→ What needs to be done
Write out the material below line for line, without changing a single character.

→ Exercise material
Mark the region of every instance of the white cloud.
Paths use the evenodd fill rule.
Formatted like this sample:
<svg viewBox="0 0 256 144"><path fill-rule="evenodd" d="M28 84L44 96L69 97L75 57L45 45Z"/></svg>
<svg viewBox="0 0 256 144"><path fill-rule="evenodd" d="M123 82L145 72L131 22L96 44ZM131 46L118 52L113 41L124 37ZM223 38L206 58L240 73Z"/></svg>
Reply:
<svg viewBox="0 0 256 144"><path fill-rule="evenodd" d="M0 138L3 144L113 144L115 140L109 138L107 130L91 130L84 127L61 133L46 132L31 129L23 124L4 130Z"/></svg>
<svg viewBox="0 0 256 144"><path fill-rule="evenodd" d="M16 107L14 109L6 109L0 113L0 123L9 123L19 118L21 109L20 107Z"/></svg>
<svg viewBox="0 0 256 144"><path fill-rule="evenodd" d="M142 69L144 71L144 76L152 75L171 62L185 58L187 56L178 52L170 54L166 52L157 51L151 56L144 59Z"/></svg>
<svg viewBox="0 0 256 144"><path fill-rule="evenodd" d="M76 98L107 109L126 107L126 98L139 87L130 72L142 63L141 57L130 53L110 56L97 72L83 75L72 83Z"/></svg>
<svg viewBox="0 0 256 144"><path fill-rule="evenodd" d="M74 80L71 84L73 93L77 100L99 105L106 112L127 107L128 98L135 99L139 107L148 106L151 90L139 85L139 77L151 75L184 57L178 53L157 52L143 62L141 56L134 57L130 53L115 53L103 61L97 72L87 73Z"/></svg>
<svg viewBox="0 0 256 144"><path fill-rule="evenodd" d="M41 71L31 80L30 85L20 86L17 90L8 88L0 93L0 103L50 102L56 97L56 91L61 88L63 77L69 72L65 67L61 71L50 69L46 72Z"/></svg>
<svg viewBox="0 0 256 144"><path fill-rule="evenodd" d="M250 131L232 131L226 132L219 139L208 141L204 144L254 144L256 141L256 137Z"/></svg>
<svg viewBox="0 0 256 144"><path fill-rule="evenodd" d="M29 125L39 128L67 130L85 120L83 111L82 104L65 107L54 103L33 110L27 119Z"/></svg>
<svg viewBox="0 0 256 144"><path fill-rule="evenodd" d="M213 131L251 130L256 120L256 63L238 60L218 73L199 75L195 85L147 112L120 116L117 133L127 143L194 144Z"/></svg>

→ Exercise result
Mark the region of every instance of the white cloud.
Paths use the evenodd fill rule.
Formatted like this sample:
<svg viewBox="0 0 256 144"><path fill-rule="evenodd" d="M28 84L44 96L69 97L75 57L45 45Z"/></svg>
<svg viewBox="0 0 256 144"><path fill-rule="evenodd" d="M123 82L145 72L131 22L96 44ZM131 46L118 52L113 41L124 37ZM223 38L206 58L240 73Z"/></svg>
Reply:
<svg viewBox="0 0 256 144"><path fill-rule="evenodd" d="M0 138L3 144L113 144L115 140L109 138L107 130L91 130L84 127L61 133L46 132L31 129L23 124L4 130Z"/></svg>
<svg viewBox="0 0 256 144"><path fill-rule="evenodd" d="M16 107L14 109L6 109L0 113L0 123L9 123L19 118L21 109L20 107Z"/></svg>
<svg viewBox="0 0 256 144"><path fill-rule="evenodd" d="M142 69L144 71L144 76L152 75L171 62L185 58L187 56L178 52L170 54L166 52L157 51L151 56L144 59Z"/></svg>
<svg viewBox="0 0 256 144"><path fill-rule="evenodd" d="M76 98L107 109L126 107L126 98L139 87L130 72L142 63L141 57L130 53L110 56L97 72L83 75L72 83Z"/></svg>
<svg viewBox="0 0 256 144"><path fill-rule="evenodd" d="M74 80L71 84L73 93L77 100L99 105L106 112L127 107L128 98L135 99L139 107L148 106L151 90L139 85L139 77L151 75L184 57L178 53L157 52L143 62L141 56L134 57L130 53L115 53L103 61L97 72L87 73Z"/></svg>
<svg viewBox="0 0 256 144"><path fill-rule="evenodd" d="M41 71L31 80L30 85L20 86L17 90L8 88L0 93L0 103L50 102L56 97L56 91L61 88L63 77L69 72L65 67L61 71L50 69L46 72Z"/></svg>
<svg viewBox="0 0 256 144"><path fill-rule="evenodd" d="M250 131L232 131L226 132L219 139L208 141L204 144L254 144L256 141L256 137Z"/></svg>
<svg viewBox="0 0 256 144"><path fill-rule="evenodd" d="M29 125L39 128L67 130L85 120L83 111L82 104L65 107L54 103L33 110L27 119Z"/></svg>
<svg viewBox="0 0 256 144"><path fill-rule="evenodd" d="M213 131L251 130L256 120L256 63L238 60L218 73L199 75L195 85L147 112L120 116L117 133L127 143L194 144Z"/></svg>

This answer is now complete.